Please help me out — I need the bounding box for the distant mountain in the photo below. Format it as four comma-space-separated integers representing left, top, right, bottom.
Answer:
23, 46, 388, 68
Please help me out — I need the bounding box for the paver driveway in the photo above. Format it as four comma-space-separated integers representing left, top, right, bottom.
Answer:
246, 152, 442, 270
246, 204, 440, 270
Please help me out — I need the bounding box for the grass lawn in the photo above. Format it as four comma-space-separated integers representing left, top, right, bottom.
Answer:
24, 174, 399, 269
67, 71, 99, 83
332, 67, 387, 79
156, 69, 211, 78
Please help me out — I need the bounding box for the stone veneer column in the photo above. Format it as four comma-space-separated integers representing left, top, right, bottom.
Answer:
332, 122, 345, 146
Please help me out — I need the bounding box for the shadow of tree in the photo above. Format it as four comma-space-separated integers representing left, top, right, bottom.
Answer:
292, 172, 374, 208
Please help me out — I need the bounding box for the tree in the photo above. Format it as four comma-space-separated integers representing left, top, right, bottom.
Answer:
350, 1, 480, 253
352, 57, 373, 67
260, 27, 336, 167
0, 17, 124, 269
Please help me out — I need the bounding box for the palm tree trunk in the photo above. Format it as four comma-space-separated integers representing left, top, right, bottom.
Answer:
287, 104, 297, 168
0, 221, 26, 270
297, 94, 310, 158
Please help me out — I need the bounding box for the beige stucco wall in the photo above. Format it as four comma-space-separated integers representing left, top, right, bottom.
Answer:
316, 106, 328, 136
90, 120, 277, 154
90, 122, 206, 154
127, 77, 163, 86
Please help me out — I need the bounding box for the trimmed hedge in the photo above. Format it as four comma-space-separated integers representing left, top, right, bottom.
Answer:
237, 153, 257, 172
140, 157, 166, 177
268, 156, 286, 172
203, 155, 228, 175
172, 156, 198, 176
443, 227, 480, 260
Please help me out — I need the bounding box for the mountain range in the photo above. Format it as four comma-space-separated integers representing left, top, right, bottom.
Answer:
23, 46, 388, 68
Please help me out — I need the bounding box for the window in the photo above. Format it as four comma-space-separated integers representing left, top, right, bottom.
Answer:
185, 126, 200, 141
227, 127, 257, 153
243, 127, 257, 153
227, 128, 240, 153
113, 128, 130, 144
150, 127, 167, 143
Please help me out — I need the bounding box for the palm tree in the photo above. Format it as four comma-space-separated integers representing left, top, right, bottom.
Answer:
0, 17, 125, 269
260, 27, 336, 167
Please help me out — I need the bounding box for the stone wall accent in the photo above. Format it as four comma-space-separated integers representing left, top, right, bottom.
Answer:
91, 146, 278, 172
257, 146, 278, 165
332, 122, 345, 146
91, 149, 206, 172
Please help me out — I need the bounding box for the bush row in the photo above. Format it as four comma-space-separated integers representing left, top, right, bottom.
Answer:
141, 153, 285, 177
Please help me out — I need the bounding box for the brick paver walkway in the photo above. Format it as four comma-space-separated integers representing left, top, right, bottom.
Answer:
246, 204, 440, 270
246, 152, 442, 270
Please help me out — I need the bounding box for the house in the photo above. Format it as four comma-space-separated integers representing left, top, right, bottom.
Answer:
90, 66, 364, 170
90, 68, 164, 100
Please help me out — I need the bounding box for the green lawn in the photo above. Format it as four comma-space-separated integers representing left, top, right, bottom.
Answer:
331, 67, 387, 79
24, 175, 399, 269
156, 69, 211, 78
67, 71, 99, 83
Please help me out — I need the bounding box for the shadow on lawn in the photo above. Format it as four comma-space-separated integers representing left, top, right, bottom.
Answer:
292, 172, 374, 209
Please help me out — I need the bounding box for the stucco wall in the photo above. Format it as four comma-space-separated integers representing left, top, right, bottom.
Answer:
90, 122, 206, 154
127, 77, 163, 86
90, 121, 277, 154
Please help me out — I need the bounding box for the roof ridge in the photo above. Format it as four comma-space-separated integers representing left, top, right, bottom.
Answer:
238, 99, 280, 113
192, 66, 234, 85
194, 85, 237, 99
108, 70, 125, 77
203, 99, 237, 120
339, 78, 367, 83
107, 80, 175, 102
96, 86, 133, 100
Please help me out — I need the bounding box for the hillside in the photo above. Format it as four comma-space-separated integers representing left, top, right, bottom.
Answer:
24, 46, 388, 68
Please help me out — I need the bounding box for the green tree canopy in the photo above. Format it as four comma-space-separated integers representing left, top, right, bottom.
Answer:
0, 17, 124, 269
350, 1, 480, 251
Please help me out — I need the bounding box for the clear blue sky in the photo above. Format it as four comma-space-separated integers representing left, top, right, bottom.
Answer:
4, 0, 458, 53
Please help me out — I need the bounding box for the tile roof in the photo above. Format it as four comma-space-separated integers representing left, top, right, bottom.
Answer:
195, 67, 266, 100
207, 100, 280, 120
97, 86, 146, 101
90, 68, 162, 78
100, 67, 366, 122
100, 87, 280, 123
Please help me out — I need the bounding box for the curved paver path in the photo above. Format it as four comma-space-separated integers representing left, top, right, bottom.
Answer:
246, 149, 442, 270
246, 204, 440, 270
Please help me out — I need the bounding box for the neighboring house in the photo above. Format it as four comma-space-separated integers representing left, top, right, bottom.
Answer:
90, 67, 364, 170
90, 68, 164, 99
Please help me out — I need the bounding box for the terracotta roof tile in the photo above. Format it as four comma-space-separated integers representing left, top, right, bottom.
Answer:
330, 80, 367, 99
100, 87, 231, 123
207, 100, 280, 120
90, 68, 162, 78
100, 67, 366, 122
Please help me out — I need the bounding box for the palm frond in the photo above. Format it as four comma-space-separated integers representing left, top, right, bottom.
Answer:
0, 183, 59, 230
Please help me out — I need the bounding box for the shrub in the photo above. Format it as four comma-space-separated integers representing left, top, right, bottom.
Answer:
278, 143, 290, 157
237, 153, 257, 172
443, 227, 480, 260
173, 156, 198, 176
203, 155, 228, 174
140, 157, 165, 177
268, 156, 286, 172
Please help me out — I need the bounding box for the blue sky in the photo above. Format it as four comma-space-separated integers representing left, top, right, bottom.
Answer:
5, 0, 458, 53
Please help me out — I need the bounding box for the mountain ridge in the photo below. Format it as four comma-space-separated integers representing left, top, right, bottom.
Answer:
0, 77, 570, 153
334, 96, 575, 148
--------
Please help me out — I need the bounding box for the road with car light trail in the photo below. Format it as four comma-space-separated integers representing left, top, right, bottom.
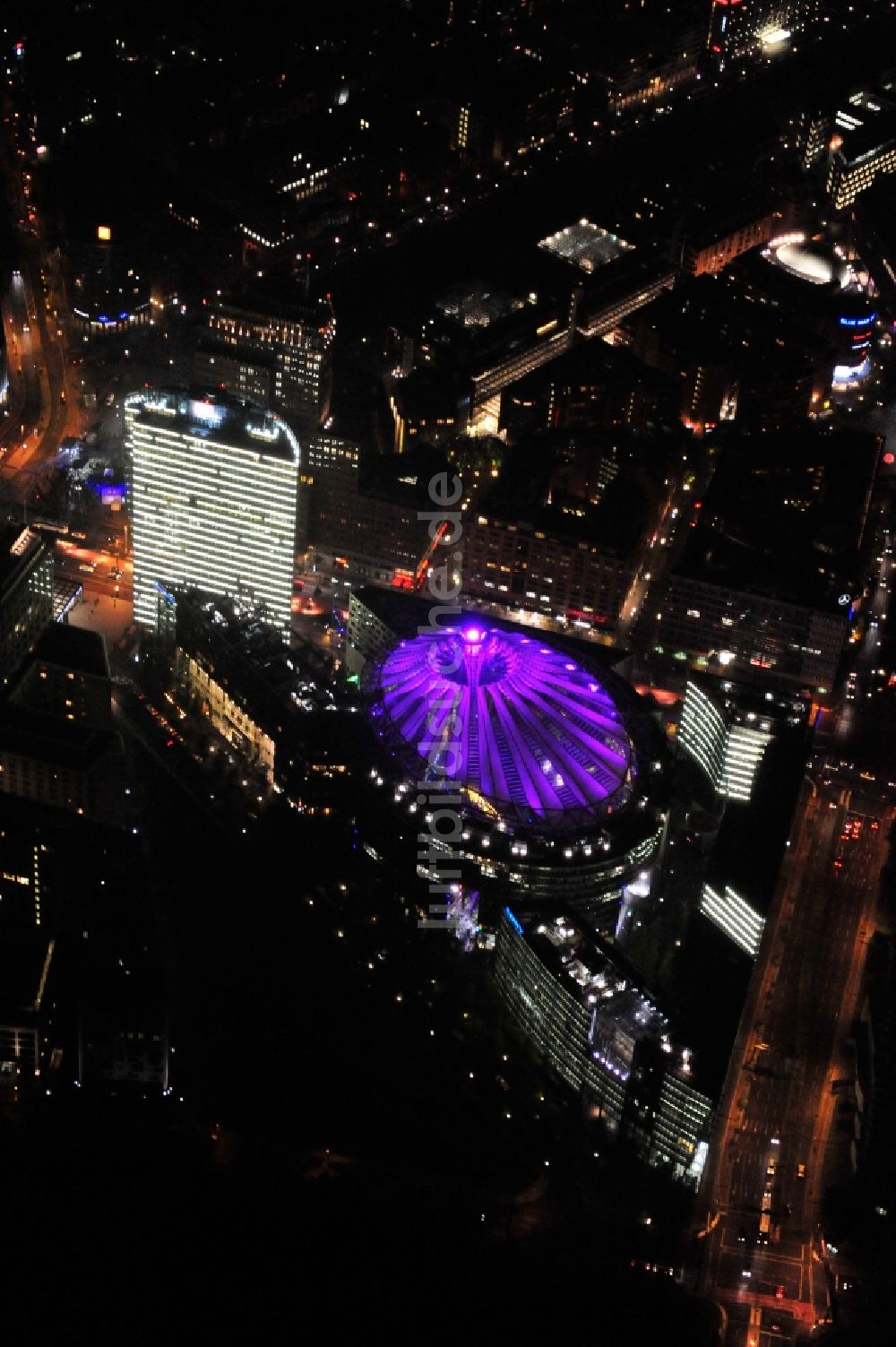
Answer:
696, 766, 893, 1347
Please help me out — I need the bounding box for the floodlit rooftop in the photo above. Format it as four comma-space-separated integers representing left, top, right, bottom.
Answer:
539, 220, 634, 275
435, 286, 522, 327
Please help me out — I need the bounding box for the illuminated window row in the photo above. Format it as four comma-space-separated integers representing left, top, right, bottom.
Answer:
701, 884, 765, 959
--------
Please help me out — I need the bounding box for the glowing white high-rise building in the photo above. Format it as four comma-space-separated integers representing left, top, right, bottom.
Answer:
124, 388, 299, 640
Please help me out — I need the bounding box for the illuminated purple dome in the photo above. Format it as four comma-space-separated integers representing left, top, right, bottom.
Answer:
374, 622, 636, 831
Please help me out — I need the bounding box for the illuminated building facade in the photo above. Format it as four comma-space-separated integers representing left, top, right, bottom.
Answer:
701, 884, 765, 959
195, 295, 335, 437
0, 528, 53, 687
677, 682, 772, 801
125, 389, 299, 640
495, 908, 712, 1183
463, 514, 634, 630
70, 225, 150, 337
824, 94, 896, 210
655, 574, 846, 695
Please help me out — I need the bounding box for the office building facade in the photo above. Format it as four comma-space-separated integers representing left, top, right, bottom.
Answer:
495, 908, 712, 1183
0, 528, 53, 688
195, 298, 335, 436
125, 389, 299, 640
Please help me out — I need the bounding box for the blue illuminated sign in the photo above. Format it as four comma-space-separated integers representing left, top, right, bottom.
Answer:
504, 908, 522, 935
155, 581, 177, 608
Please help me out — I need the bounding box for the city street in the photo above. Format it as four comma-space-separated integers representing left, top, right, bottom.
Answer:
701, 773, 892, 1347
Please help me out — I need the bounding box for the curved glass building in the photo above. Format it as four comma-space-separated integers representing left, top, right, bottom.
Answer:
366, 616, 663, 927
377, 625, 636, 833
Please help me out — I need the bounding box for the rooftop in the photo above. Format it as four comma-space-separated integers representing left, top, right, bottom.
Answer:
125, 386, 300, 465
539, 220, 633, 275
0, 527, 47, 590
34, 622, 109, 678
--------
WHAT IS ASKED: Please duplicate the lines above exactly, starting at the line containing "for the city" and going down through the line containing "34, 622, 109, 678", with both of those lines included.

WRITTEN RESPONSE:
Please help me out — I need the bounding box for the city street in the photo above. Format it as four comma-space-separated integers representing left, top, right, bottom.
Answer:
701, 773, 892, 1347
Please help me out — I need the bounding box for the curved glass building in the photo above. Format it as four comma-space-separated integers representing left, top, right, bottom.
Answer:
366, 616, 663, 927
377, 625, 636, 833
Please help me out — I need the bounding box for the rooftop in the photo above. Format it as four comma-space-separated integers representing left, top, right, bottom.
Answer:
125, 386, 300, 465
539, 220, 633, 275
0, 527, 47, 590
34, 622, 109, 678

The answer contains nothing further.